# Aim of the exercise
The word "form" marks the lines you need; copy each of them from the data.

(Listed records Opens)

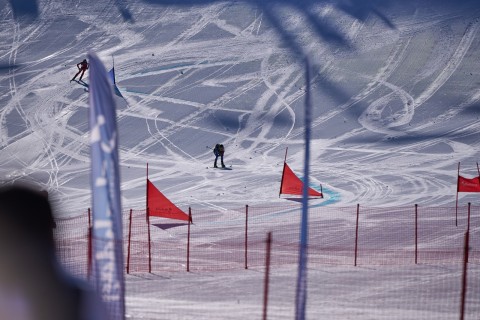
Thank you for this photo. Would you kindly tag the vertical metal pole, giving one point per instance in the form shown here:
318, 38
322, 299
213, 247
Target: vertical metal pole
301, 292
456, 200
463, 296
89, 249
129, 241
246, 236
468, 219
416, 233
267, 275
188, 238
356, 235
149, 242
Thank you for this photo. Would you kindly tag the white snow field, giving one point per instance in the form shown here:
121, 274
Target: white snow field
396, 98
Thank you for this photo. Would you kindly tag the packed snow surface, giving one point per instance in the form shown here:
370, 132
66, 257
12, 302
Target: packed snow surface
395, 94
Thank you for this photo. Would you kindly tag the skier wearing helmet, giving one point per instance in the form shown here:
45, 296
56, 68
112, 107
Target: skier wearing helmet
82, 67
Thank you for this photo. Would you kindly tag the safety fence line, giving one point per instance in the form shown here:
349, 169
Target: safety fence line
235, 238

(Listed records Closes)

# Finished task
Thank you for this photo. Would you kindly tag the vertical metal pole, giving one point per instance in the form shown here:
Thank you for this photo. Would you kindly tag the white snow field, giving one point per instance in the form shown here:
Thank you for this photo. Would you kindly tag the packed snow surface, giving one point per instance in the form shown here:
Thank you for this photo. Would you kindly tag the skier wearing helmet, giving one point per instance in the form shown here:
Thank you for this photo. Would you kindly tag the safety fence line, giving one point per instance in the form shown here:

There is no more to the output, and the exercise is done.